Exercise –
Reproduce the material from its beginning through the line holding "box: [35, 42, 89, 58]", inclusive, with "prompts" changed to "hints" and everything else kept the same. Leave the pictures out.

Start of Data extracts

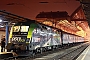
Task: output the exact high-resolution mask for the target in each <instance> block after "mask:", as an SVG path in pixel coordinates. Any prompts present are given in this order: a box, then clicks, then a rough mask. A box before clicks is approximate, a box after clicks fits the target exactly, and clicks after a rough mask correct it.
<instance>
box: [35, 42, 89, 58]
mask: <svg viewBox="0 0 90 60" xmlns="http://www.w3.org/2000/svg"><path fill="white" fill-rule="evenodd" d="M85 45H86V46H88V44H87V43H85V44H80V45H77V46H74V47H71V48H69V49H64V50H61V51H58V52H56V53H52V54H48V55H46V56H42V57H40V58H35V59H33V60H73V59H76V56H78V54H80V53H81V52H82V51H83V50H84V49H85V48H86V46H85ZM78 60H80V59H78ZM89 60H90V59H89Z"/></svg>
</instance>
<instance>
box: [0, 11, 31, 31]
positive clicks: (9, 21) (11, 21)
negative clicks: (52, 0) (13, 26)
mask: <svg viewBox="0 0 90 60" xmlns="http://www.w3.org/2000/svg"><path fill="white" fill-rule="evenodd" d="M0 20H2V22H0V31H1V30H2V31H5V26H6V24H8V26H12V25H13V24H15V23H17V22H25V21H27V20H30V19H28V18H24V17H21V16H18V15H15V14H12V13H9V12H6V11H4V10H0Z"/></svg>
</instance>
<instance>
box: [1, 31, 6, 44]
mask: <svg viewBox="0 0 90 60" xmlns="http://www.w3.org/2000/svg"><path fill="white" fill-rule="evenodd" d="M5 35H6V32H5V31H0V43H1V38H2V36H5Z"/></svg>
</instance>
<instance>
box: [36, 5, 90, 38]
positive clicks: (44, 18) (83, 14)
mask: <svg viewBox="0 0 90 60" xmlns="http://www.w3.org/2000/svg"><path fill="white" fill-rule="evenodd" d="M36 20H37V21H39V22H41V23H43V24H46V25H49V26H53V27H56V28H58V29H61V30H62V31H65V32H68V33H71V34H76V35H81V36H85V35H86V32H85V31H86V29H88V28H89V26H88V22H87V21H86V17H85V15H84V12H83V10H82V7H81V6H79V7H78V8H77V9H76V10H75V11H74V12H73V13H72V15H71V16H69V15H68V13H67V12H66V11H57V12H52V11H51V12H40V13H39V14H38V15H37V16H36Z"/></svg>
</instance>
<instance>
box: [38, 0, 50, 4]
mask: <svg viewBox="0 0 90 60" xmlns="http://www.w3.org/2000/svg"><path fill="white" fill-rule="evenodd" d="M39 3H42V4H43V3H49V2H47V1H42V2H39Z"/></svg>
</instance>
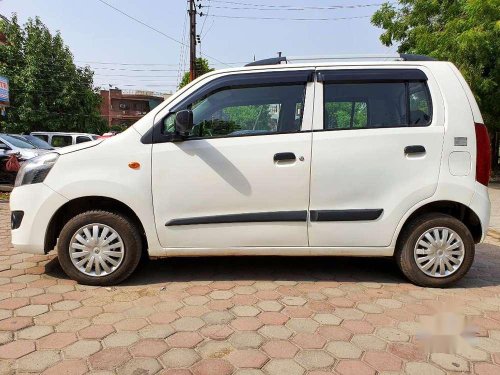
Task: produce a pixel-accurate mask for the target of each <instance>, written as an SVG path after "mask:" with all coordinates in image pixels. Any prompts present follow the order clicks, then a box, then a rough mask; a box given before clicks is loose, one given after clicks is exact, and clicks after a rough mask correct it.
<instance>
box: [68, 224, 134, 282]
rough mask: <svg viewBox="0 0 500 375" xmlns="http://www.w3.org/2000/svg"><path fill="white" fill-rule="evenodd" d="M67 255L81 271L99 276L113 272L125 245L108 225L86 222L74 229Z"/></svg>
mask: <svg viewBox="0 0 500 375" xmlns="http://www.w3.org/2000/svg"><path fill="white" fill-rule="evenodd" d="M69 255H70V257H71V261H72V263H73V265H74V266H75V267H76V269H77V270H78V271H80V272H81V273H83V274H85V275H88V276H94V277H101V276H106V275H109V274H110V273H112V272H114V271H115V270H116V269H117V268H118V267H119V266H120V264H121V263H122V261H123V257H124V255H125V246H124V244H123V241H122V238H121V237H120V235H119V234H118V232H117V231H115V230H114V229H113V228H111V227H110V226H107V225H105V224H98V223H94V224H88V225H86V226H84V227H82V228H80V229H78V230H77V231H76V233H75V234H74V235H73V237H72V238H71V241H70V245H69Z"/></svg>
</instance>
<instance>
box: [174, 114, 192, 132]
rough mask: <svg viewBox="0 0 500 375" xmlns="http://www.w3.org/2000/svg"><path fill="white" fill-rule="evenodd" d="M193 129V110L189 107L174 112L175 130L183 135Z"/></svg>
mask: <svg viewBox="0 0 500 375" xmlns="http://www.w3.org/2000/svg"><path fill="white" fill-rule="evenodd" d="M191 129H193V112H192V111H191V110H189V109H184V110H182V111H179V112H177V113H176V114H175V131H176V133H178V134H180V135H182V136H184V135H187V134H189V132H190V131H191Z"/></svg>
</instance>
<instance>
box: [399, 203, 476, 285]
mask: <svg viewBox="0 0 500 375" xmlns="http://www.w3.org/2000/svg"><path fill="white" fill-rule="evenodd" d="M394 257H395V259H396V262H397V264H398V266H399V268H400V269H401V271H402V272H403V273H404V275H405V276H406V277H407V278H408V279H410V280H411V281H412V282H413V283H415V284H417V285H420V286H425V287H446V286H448V285H451V284H453V283H455V282H456V281H458V280H460V279H461V278H462V277H463V276H464V275H465V274H466V273H467V271H469V269H470V267H471V265H472V263H473V261H474V239H473V238H472V235H471V233H470V231H469V229H468V228H467V227H466V226H465V225H464V224H463V223H462V222H461V221H459V220H458V219H456V218H454V217H452V216H449V215H445V214H440V213H432V214H426V215H423V216H420V217H418V218H416V219H414V220H413V221H411V222H410V223H409V224H408V225H407V226H406V227H405V228H404V229H403V231H402V233H401V235H400V238H399V241H398V246H397V249H396V253H395V255H394Z"/></svg>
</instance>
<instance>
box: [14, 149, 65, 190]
mask: <svg viewBox="0 0 500 375" xmlns="http://www.w3.org/2000/svg"><path fill="white" fill-rule="evenodd" d="M58 157H59V154H57V153H55V152H50V153H47V154H43V155H40V156H37V157H35V158H33V159H30V160H27V161H25V162H24V163H22V164H21V168H20V169H19V172H17V176H16V182H15V184H14V186H21V185H27V184H37V183H39V182H43V180H45V177H47V175H48V174H49V172H50V170H51V169H52V167H53V166H54V164H55V163H56V161H57V158H58Z"/></svg>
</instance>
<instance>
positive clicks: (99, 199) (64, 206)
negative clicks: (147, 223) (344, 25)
mask: <svg viewBox="0 0 500 375" xmlns="http://www.w3.org/2000/svg"><path fill="white" fill-rule="evenodd" d="M91 210H105V211H109V212H113V213H116V214H120V215H123V216H125V217H127V218H128V219H129V220H131V221H132V222H133V224H134V225H135V226H136V227H137V229H138V231H139V233H140V234H141V238H142V243H143V246H142V249H143V255H147V249H148V243H147V237H146V233H145V230H144V226H143V225H142V222H141V220H140V219H139V217H138V216H137V214H136V213H135V212H134V211H133V210H132V209H131V208H130V207H129V206H127V205H126V204H125V203H123V202H120V201H119V200H117V199H114V198H109V197H103V196H95V195H93V196H88V197H80V198H75V199H72V200H70V201H68V202H66V203H65V204H64V205H62V206H61V207H59V209H58V210H57V211H56V212H55V214H54V215H53V216H52V218H51V219H50V222H49V225H48V226H47V230H46V233H45V242H44V252H45V253H48V252H49V251H50V250H52V249H54V247H55V246H56V244H57V239H58V238H59V235H60V233H61V230H62V228H63V227H64V225H65V224H66V223H67V222H68V221H69V220H70V219H72V218H73V217H75V216H77V215H79V214H81V213H83V212H86V211H91Z"/></svg>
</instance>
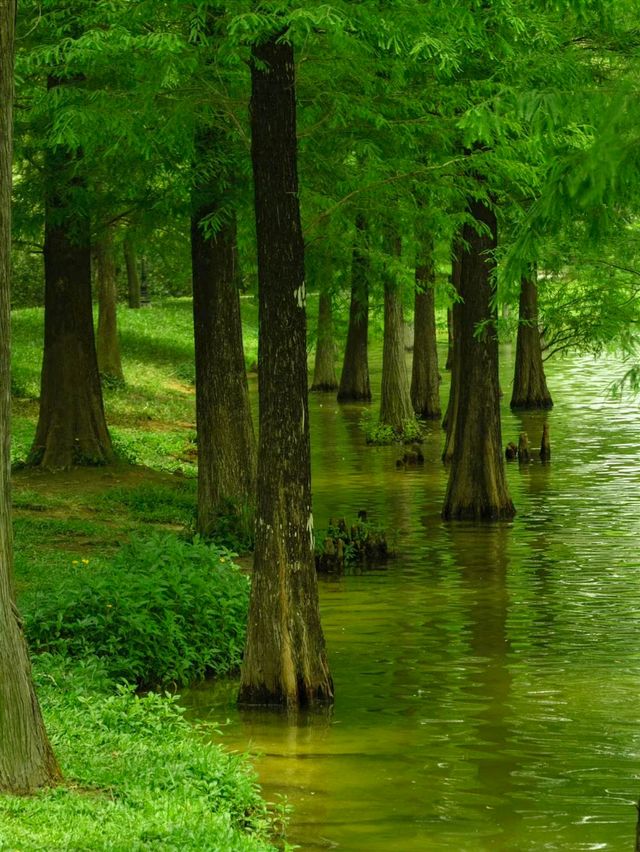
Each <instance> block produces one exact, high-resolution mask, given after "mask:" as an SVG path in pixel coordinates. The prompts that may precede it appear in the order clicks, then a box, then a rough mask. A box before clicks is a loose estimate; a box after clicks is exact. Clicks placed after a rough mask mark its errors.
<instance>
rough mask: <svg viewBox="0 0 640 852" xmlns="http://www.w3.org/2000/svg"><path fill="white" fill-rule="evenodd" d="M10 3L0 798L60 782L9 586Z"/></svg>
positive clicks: (11, 561) (7, 76) (5, 340)
mask: <svg viewBox="0 0 640 852" xmlns="http://www.w3.org/2000/svg"><path fill="white" fill-rule="evenodd" d="M15 14H16V9H15V3H14V2H13V0H0V792H2V793H17V794H25V793H32V792H33V791H35V790H36V789H37V788H38V787H42V786H44V785H46V784H53V783H55V782H56V781H58V780H59V779H60V770H59V769H58V766H57V764H56V760H55V757H54V755H53V751H52V750H51V746H50V744H49V740H48V739H47V734H46V731H45V729H44V723H43V721H42V714H41V712H40V706H39V704H38V699H37V697H36V694H35V690H34V686H33V680H32V677H31V664H30V662H29V655H28V652H27V645H26V642H25V639H24V635H23V632H22V624H21V621H20V617H19V615H18V611H17V609H16V606H15V600H14V588H13V578H12V575H13V542H12V530H11V480H10V477H11V456H10V441H11V437H10V430H11V380H10V361H11V357H10V356H11V351H10V329H11V322H10V304H11V299H10V278H11V269H10V256H11V142H12V98H13V45H14V26H15Z"/></svg>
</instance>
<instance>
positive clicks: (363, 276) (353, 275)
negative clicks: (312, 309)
mask: <svg viewBox="0 0 640 852" xmlns="http://www.w3.org/2000/svg"><path fill="white" fill-rule="evenodd" d="M369 274H370V263H369V256H368V244H367V224H366V221H365V218H364V216H362V214H358V215H357V216H356V239H355V245H354V248H353V259H352V263H351V303H350V306H349V328H348V331H347V344H346V347H345V351H344V362H343V365H342V374H341V376H340V387H339V389H338V402H370V401H371V383H370V380H369V356H368V345H369Z"/></svg>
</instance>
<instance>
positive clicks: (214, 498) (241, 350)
mask: <svg viewBox="0 0 640 852" xmlns="http://www.w3.org/2000/svg"><path fill="white" fill-rule="evenodd" d="M215 142H216V140H215V139H214V138H213V137H212V136H211V135H210V134H204V135H203V136H202V137H201V138H200V139H199V141H198V146H197V147H198V148H199V149H200V150H202V149H204V150H202V155H203V156H206V153H207V149H208V148H209V147H210V146H215ZM197 171H198V170H197V169H196V172H197ZM219 209H220V198H219V193H218V191H217V187H216V185H215V182H211V183H206V184H204V185H200V186H196V187H194V189H193V192H192V216H191V261H192V279H193V328H194V337H195V356H196V423H197V433H198V531H199V532H200V533H202V534H203V535H208V534H209V533H210V532H211V528H212V524H213V523H214V521H215V519H216V514H217V511H218V510H219V509H221V508H223V507H224V506H225V504H226V505H227V506H228V507H229V508H232V507H234V506H235V508H237V510H238V511H242V510H243V509H244V508H245V507H246V506H247V505H250V506H253V504H254V503H255V485H256V442H255V435H254V431H253V421H252V419H251V408H250V406H249V390H248V387H247V372H246V368H245V363H244V350H243V345H242V322H241V319H240V294H239V291H238V278H239V276H238V272H237V247H236V222H235V217H231V218H229V219H228V220H227V221H225V222H224V223H223V224H222V226H221V227H220V228H219V230H217V231H216V232H215V233H209V232H206V231H205V230H203V228H202V225H201V223H202V220H203V219H204V218H206V217H208V216H211V215H213V214H215V213H218V212H219ZM229 501H230V502H231V506H229Z"/></svg>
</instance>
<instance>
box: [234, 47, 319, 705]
mask: <svg viewBox="0 0 640 852" xmlns="http://www.w3.org/2000/svg"><path fill="white" fill-rule="evenodd" d="M252 59H253V62H252V65H251V84H252V94H251V133H252V145H251V155H252V161H253V174H254V187H255V210H256V230H257V243H258V280H259V311H260V318H259V322H260V342H259V358H258V383H259V389H260V430H259V436H260V438H259V447H258V507H257V518H256V544H255V555H254V571H253V582H252V588H251V603H250V607H249V627H248V635H247V645H246V650H245V655H244V661H243V664H242V675H241V684H240V694H239V697H238V701H239V702H240V703H242V704H271V705H279V706H285V707H289V708H296V707H299V706H304V705H309V704H313V703H316V702H330V701H332V700H333V683H332V680H331V675H330V674H329V667H328V663H327V657H326V651H325V643H324V637H323V634H322V627H321V624H320V612H319V607H318V586H317V579H316V573H315V565H314V554H313V516H312V514H311V464H310V447H309V416H308V406H307V349H306V317H305V307H304V305H305V287H304V244H303V240H302V227H301V223H300V209H299V201H298V174H297V149H296V118H295V115H296V113H295V80H294V59H293V47H292V46H291V45H290V44H287V43H284V42H280V43H278V42H277V39H276V37H273V38H271V39H270V40H269V41H267V42H265V43H263V44H260V45H254V46H253V49H252Z"/></svg>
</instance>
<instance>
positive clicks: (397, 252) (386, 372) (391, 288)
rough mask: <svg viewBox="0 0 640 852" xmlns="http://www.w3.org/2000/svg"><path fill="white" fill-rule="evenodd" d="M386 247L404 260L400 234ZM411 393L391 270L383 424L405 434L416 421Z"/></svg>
mask: <svg viewBox="0 0 640 852" xmlns="http://www.w3.org/2000/svg"><path fill="white" fill-rule="evenodd" d="M385 247H386V250H387V254H388V257H389V258H390V259H391V260H397V259H399V258H400V254H401V251H402V241H401V239H400V237H399V235H398V234H395V233H387V234H386V235H385ZM413 418H414V413H413V406H412V405H411V395H410V393H409V375H408V372H407V363H406V359H405V347H404V319H403V316H402V293H401V290H400V285H399V283H398V282H397V281H396V280H395V277H394V275H393V274H392V273H391V271H390V270H389V269H387V270H386V272H385V274H384V339H383V344H382V386H381V390H380V423H384V424H386V425H387V426H391V427H392V428H393V429H394V430H395V431H396V432H398V433H401V432H403V431H404V427H405V424H406V422H407V420H413Z"/></svg>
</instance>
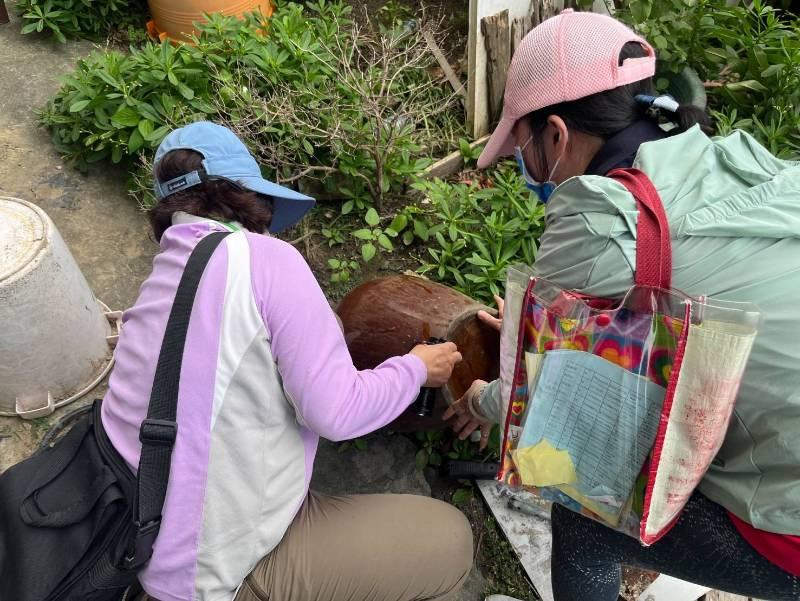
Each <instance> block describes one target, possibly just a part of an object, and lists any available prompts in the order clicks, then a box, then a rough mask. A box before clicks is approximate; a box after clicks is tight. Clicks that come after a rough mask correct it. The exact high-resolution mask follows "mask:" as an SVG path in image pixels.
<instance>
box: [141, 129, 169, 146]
mask: <svg viewBox="0 0 800 601" xmlns="http://www.w3.org/2000/svg"><path fill="white" fill-rule="evenodd" d="M169 132H170V127H169V126H168V125H162V126H161V127H159V128H158V129H155V130H153V133H151V134H150V135H149V136H147V138H145V139H146V140H147V141H148V142H150V143H151V144H158V143H159V142H161V140H163V139H164V138H165V137H166V135H167V134H168V133H169Z"/></svg>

End of Data extracts

Written solution –
Task: output the exact high-resolution mask for the target in each <instance> block after "mask:", as an SVG path in pixel coordinates. Any hints present are given in this order: a box, then clicks, then a rough mask. A box before clicks is approximate, a box after clicks fits the target exactly, and clicks after a rough mask correct it.
<instance>
box: [35, 42, 89, 58]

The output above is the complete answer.